## Page
This is an archived snapshot of W3C's public bugzilla bug tracker, decommissioned in April 2019. Please see the home page for more details.

Bug 23005 - IDNA-related bits should instead reference terminology from http://url.spec.whatwg.org/
Summary: IDNA-related bits should instead reference terminology from http://url.spec.w...
Status: RESOLVED FIXED
Alias: None
Product: WHATWG
Classification: Unclassified
Component: HTML (show other bugs)
Version: unspecified
Hardware: Other other
: P3 normal
Target Milestone: Unsorted
Assignee: Ian 'Hixie' Hickson
QA Contact: contributor
URL: http://www.whatwg.org/specs/web-apps/...
Whiteboard:
Keywords:
Depends on: 23891
Blocks:
  Show dependency treegraph
 
Reported: 2013-08-19 11:04 UTC by contributor
Modified: 2014-01-07 21:12 UTC (History)
3 users (show)

See Also:


Attachments

Description contributor 2013-08-19 11:04:36 UTC
Specification: http://www.whatwg.org/specs/web-apps/current-work/multipage/origin-0.html
Multipage: http://www.whatwg.org/C#unicode-serialization-of-an-origin
Complete: http://www.whatwg.org/c#unicode-serialization-of-an-origin
Referrer: http://www.whatwg.org/specs/web-apps/current-work/multipage/

Comment:
IDNA-related bits should instead reference terminology from
http://url.spec.whatwg.org/

Posted from: 207.218.72.65 by annevk@annevk.nl
User agent: Mozilla/5.0 (Macintosh; Intel Mac OS X 10.8; rv:26.0) Gecko/20100101 Firefox/26.0
Comment 1 Ian 'Hixie' Hickson 2013-10-30 23:24:55 UTC
Do you have specific text in mind, or should I work it out?

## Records
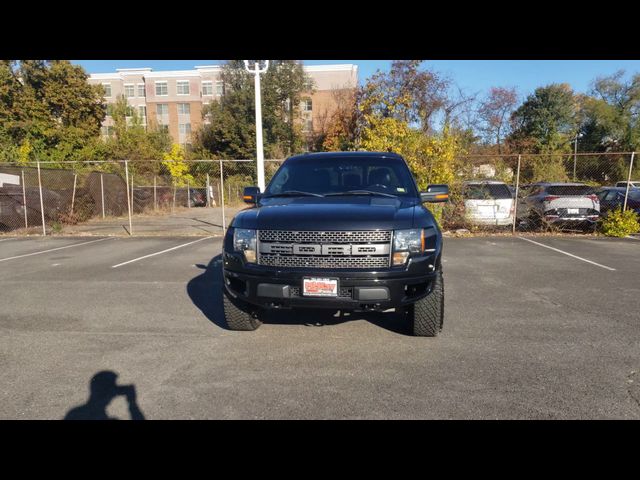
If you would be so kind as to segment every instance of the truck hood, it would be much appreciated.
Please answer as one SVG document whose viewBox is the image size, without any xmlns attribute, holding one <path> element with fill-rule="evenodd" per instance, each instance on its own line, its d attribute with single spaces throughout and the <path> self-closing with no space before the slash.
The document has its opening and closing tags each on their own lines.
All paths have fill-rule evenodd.
<svg viewBox="0 0 640 480">
<path fill-rule="evenodd" d="M 262 199 L 239 212 L 236 228 L 259 230 L 393 230 L 413 228 L 416 200 L 381 197 Z"/>
</svg>

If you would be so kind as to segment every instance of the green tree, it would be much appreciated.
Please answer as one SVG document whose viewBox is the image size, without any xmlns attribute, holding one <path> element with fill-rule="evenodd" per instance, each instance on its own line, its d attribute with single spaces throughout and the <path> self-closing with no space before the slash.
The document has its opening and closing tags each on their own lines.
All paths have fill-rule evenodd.
<svg viewBox="0 0 640 480">
<path fill-rule="evenodd" d="M 640 147 L 640 74 L 624 71 L 597 78 L 583 101 L 580 148 L 592 152 L 634 151 Z"/>
<path fill-rule="evenodd" d="M 66 60 L 0 62 L 0 131 L 13 145 L 28 140 L 33 157 L 74 160 L 105 115 L 103 90 Z"/>
<path fill-rule="evenodd" d="M 511 116 L 508 141 L 516 151 L 570 151 L 578 131 L 578 102 L 567 84 L 536 88 Z"/>
<path fill-rule="evenodd" d="M 231 60 L 222 72 L 224 95 L 204 108 L 208 124 L 195 135 L 195 148 L 217 158 L 255 158 L 254 77 L 241 60 Z M 262 126 L 265 156 L 282 158 L 301 149 L 304 138 L 298 122 L 303 93 L 312 91 L 302 65 L 271 60 L 261 78 Z"/>
</svg>

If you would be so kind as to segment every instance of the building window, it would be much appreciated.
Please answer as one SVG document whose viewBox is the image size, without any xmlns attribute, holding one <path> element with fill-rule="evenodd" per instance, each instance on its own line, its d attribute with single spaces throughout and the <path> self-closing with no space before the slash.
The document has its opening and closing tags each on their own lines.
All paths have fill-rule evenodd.
<svg viewBox="0 0 640 480">
<path fill-rule="evenodd" d="M 311 109 L 313 108 L 311 99 L 310 98 L 303 99 L 302 102 L 300 102 L 300 108 L 302 109 L 303 112 L 310 112 Z"/>
<path fill-rule="evenodd" d="M 213 82 L 202 82 L 202 95 L 213 95 Z"/>
<path fill-rule="evenodd" d="M 133 84 L 128 84 L 128 85 L 125 84 L 124 96 L 127 98 L 132 98 L 136 96 L 136 92 Z"/>
<path fill-rule="evenodd" d="M 166 103 L 159 103 L 156 105 L 156 115 L 158 116 L 159 125 L 169 124 L 169 105 Z"/>
<path fill-rule="evenodd" d="M 178 95 L 189 95 L 189 80 L 178 80 Z"/>
<path fill-rule="evenodd" d="M 167 82 L 156 82 L 156 96 L 166 97 L 167 95 L 169 95 Z"/>
<path fill-rule="evenodd" d="M 313 120 L 311 118 L 305 118 L 303 130 L 305 132 L 313 131 Z"/>
<path fill-rule="evenodd" d="M 187 143 L 191 135 L 190 123 L 178 123 L 178 143 Z"/>
</svg>

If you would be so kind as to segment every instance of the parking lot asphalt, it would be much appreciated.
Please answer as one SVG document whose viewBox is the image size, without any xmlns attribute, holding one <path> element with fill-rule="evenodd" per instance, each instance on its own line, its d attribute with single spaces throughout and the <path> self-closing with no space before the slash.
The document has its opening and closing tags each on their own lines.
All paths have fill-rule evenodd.
<svg viewBox="0 0 640 480">
<path fill-rule="evenodd" d="M 129 418 L 124 390 L 88 401 L 112 371 L 147 419 L 640 419 L 637 240 L 447 238 L 436 338 L 394 313 L 274 312 L 229 331 L 220 249 L 3 238 L 0 418 Z"/>
</svg>

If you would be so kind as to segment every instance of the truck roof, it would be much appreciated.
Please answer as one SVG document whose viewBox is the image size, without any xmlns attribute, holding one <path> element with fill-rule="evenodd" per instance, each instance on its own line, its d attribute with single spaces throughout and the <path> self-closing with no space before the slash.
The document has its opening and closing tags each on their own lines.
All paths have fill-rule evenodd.
<svg viewBox="0 0 640 480">
<path fill-rule="evenodd" d="M 307 152 L 301 153 L 299 155 L 293 155 L 289 158 L 295 159 L 303 159 L 310 157 L 322 157 L 322 158 L 331 158 L 331 157 L 351 157 L 351 158 L 363 158 L 363 157 L 389 157 L 389 158 L 398 158 L 402 157 L 397 153 L 393 152 L 365 152 L 365 151 L 357 151 L 357 152 Z"/>
</svg>

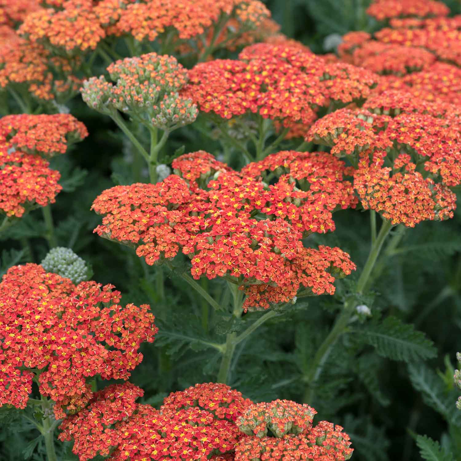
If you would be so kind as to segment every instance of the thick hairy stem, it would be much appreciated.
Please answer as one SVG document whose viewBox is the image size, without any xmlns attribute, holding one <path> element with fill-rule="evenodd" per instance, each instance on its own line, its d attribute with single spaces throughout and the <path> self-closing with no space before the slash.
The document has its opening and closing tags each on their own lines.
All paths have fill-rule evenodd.
<svg viewBox="0 0 461 461">
<path fill-rule="evenodd" d="M 41 212 L 45 220 L 45 227 L 46 234 L 45 237 L 48 241 L 48 245 L 51 248 L 58 246 L 58 241 L 54 233 L 54 225 L 53 224 L 53 217 L 51 214 L 51 206 L 47 205 L 41 209 Z"/>
<path fill-rule="evenodd" d="M 53 420 L 51 417 L 53 410 L 51 401 L 43 396 L 41 397 L 41 409 L 43 413 L 41 433 L 45 438 L 47 457 L 48 461 L 58 461 L 58 457 L 54 449 L 54 429 L 59 424 L 59 421 Z"/>
<path fill-rule="evenodd" d="M 384 220 L 374 243 L 372 245 L 368 257 L 360 274 L 357 284 L 356 292 L 361 293 L 368 281 L 374 266 L 376 260 L 379 254 L 383 244 L 389 235 L 392 225 L 390 221 Z M 333 328 L 320 345 L 314 356 L 309 373 L 306 377 L 307 386 L 304 393 L 303 401 L 305 403 L 312 402 L 315 394 L 314 385 L 322 372 L 322 369 L 326 361 L 331 349 L 338 338 L 345 331 L 351 316 L 355 310 L 357 302 L 354 297 L 349 298 L 344 303 L 344 307 L 336 319 Z"/>
</svg>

## Tasks to carry out
1 > List every timestamp on the bug page and what each one marks.
2 > Put the lines of the entries into a JSON list of strings, one string per line and no blank lines. Begin with the line containing "stem, it would be much appreciated." and end with the line containing "41 212 L 45", including both.

## Answers by task
1 >
- Reported: 2013-08-19 11:04 UTC
- Modified: 2014-01-07 21:12 UTC
- Description by contributor: 2013-08-19 11:04:36 UTC
- Comment 1 by Ian 'Hixie' Hickson: 2013-10-30 23:24:55 UTC

2 >
[
  "If you would be so kind as to segment every instance of the thick hairy stem, it would be much appreciated.",
  "Please answer as one SVG document whose viewBox is the image size, without any xmlns attribute, holding one <path> element with fill-rule=\"evenodd\" per instance, each instance on its own line, its d attribute with single spaces throughout and the <path> self-closing with no space before the slash.",
  "The document has its opening and closing tags each on their own lines.",
  "All paths have fill-rule evenodd.",
  "<svg viewBox=\"0 0 461 461\">",
  "<path fill-rule=\"evenodd\" d=\"M 41 212 L 45 220 L 45 227 L 46 234 L 45 237 L 48 241 L 48 245 L 51 248 L 58 246 L 58 241 L 54 233 L 54 225 L 53 224 L 53 217 L 51 214 L 51 206 L 47 205 L 41 209 Z\"/>"
]